» Goal: Extract each line of the data below exactly as written.

BEGIN Information given

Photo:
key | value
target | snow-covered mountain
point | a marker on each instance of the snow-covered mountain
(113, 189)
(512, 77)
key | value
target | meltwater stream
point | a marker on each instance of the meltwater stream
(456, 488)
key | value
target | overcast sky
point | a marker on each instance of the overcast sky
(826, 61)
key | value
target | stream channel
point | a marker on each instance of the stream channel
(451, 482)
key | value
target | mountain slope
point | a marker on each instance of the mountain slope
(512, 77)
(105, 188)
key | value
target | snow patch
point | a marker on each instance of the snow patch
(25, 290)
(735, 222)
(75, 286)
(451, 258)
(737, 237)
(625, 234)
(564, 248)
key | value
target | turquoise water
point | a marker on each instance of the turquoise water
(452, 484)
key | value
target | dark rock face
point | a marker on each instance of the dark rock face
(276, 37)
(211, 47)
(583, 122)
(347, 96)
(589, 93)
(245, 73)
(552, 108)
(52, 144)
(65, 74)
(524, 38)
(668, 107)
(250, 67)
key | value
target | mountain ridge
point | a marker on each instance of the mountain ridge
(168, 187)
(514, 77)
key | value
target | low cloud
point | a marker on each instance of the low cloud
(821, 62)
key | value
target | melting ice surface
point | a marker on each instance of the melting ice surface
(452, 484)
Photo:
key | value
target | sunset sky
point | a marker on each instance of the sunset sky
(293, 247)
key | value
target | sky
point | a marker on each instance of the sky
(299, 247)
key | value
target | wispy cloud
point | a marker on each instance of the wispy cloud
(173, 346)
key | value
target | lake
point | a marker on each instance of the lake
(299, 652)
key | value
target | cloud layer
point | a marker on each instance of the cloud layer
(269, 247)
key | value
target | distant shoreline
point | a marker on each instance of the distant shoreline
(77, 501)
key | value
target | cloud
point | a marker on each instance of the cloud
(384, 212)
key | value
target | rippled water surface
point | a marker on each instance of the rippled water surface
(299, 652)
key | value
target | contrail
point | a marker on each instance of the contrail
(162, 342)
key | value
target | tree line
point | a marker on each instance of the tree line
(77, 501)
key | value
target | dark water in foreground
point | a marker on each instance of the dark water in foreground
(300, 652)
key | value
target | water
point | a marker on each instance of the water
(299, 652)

END Information given

» Solution for this task:
Photo:
key | value
target | snow-covered mountain
point | a marker on each instance of the snow-covered mountain
(113, 189)
(512, 77)
key | value
target | meltwater stream
point | a marker on each instance of the meltwater stream
(456, 488)
key | value
target | overcast sky
point | a marker on each instance of the overcast sky
(826, 61)
key | value
target | stream channel
point | a marker on each instance of the stream channel
(451, 482)
key | value
target | mountain slope
point | a marker on each instance of the mountain slope
(512, 77)
(105, 188)
key | value
target | snow patch
point | a marker on each instance of the snow patch
(25, 290)
(735, 222)
(75, 286)
(451, 258)
(737, 237)
(625, 234)
(564, 248)
key | value
target | turquoise water
point | a marker on each instance of the turquoise water
(452, 484)
key | value
target | dark rock face
point | a marker on each instance of the dark rock face
(276, 37)
(211, 47)
(583, 122)
(347, 96)
(589, 93)
(245, 73)
(552, 108)
(52, 144)
(65, 74)
(524, 38)
(668, 107)
(250, 67)
key | value
target | mountain ridge
point | a marker on each instance of the mountain ridge
(168, 187)
(514, 77)
key | value
target | low cloud
point | a marker on each instance of the low cloud
(821, 62)
key | value
target | melting ice surface
point | a marker on each instance of the melting ice surface
(452, 484)
Photo:
key | value
target | sunset sky
point | a marker on each instance of the sunset sky
(293, 247)
key | value
target | sky
point | a marker on each instance of the sky
(299, 247)
key | value
target | wispy cloud
point | a marker on each instance of the wispy cloud
(173, 346)
key | value
target | lake
point | a marker on each instance of the lake
(299, 652)
key | value
target | cloud layer
point | a marker on each instance of the cloud layer
(269, 247)
key | value
target | distant shoreline
point | a marker on each instance of the distant shoreline
(77, 501)
key | value
target | cloud
point | a marker on each instance of the cloud
(384, 212)
key | value
target | rippled water surface
point | a marker on each instance of the rippled water surface
(299, 652)
key | value
target | contrail
point | a marker on each instance of the contrail
(162, 342)
key | value
target | tree line
point | a marker on each instance of the tree line
(77, 501)
key | value
target | dark water in foreground
point | a marker on each instance of the dark water in foreground
(300, 652)
key | value
target | water
point | a marker on each instance of the water
(299, 652)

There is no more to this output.